- Written exercise:
Please copy out all of the data below in full, scaling each coordinate in the answers by 1.15 and rounding it to a whole number, with halves rounded up. Leave everything else unchanged.

Dataset rows showing where objects appear
_ _ _ _

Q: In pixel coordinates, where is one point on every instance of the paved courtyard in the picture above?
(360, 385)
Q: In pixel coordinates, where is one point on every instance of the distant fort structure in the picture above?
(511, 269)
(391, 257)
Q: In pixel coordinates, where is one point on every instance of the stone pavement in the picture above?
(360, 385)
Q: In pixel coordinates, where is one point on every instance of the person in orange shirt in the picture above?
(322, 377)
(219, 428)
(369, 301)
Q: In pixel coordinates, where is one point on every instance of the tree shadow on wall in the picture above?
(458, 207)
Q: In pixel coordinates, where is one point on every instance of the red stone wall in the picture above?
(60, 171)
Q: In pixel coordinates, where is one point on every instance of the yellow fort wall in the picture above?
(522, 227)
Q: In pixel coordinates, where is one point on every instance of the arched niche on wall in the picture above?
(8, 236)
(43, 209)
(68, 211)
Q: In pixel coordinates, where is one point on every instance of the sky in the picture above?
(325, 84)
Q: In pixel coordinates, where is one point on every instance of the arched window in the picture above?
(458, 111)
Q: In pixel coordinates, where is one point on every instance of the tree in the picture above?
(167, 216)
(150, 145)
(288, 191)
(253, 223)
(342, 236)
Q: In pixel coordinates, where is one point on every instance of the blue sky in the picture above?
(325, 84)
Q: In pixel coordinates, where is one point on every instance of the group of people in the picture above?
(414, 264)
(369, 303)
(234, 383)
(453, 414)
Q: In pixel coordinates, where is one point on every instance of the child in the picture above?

_ _ _ _

- Task response:
Q: In pixel coordinates, where is one point on every instance of the paved courtyard in the picture above?
(414, 443)
Q: In pixel coordinates, where is one point on every instance of the distant fort structure in the picture above?
(588, 309)
(450, 296)
Q: In pixel coordinates, where is one point on every instance of the stone pavement in the picture above?
(414, 443)
Q: In pixel coordinates, where is one point on every instance of the person in orange shirt in the picture above?
(370, 434)
(252, 492)
(424, 346)
Q: In pixel coordinates, where is one point on every instance of the tree shadow on wall in the picture above?
(527, 238)
Q: In pixel coordinates, where is one point on every instance of the red stone wall in the picture above?
(69, 197)
Q: In pixel coordinates, where is one point on every instance of the yellow fort wall in the picture above?
(600, 261)
Q: In pixel coordinates, where is one point on every instance of the arched niche on wall in the picture above?
(9, 271)
(49, 240)
(78, 243)
Q: In pixel coordinates, where is one point on every instance of the sky in the picture above?
(374, 97)
Q: In pixel coordinates, where is one point on every instance of the arched window in the picture above?
(527, 128)
Q: In pixel coordinates, where is one point on every instance of the tree in the picture above?
(192, 248)
(173, 167)
(331, 220)
(291, 256)
(393, 271)
Q: In pixel coordinates, where is one point on every instance of the blue sky in the picture above?
(374, 97)
Q: In pixel coordinates, where is one point on every instance of the group of people in the picture above?
(476, 304)
(424, 348)
(269, 440)
(521, 476)
Q: In pixel coordinates, where is one point on every instance of the child in the picture above?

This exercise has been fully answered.